◆ **What is required**
What you return should match the data below exactly, with no pictures in it.

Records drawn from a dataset
------------------------
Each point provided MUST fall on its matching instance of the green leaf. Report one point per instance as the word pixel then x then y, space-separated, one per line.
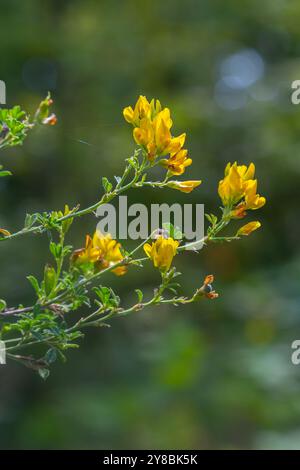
pixel 34 282
pixel 44 373
pixel 140 295
pixel 174 232
pixel 107 186
pixel 49 279
pixel 51 356
pixel 5 173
------------------------
◆ **Exercise solution**
Each point provided MUST fall on its matching instance of the green leaf. Report one point per instance as the word pixel then x then y, space-separated, one per line.
pixel 34 282
pixel 44 373
pixel 140 295
pixel 174 232
pixel 107 186
pixel 49 279
pixel 51 356
pixel 5 173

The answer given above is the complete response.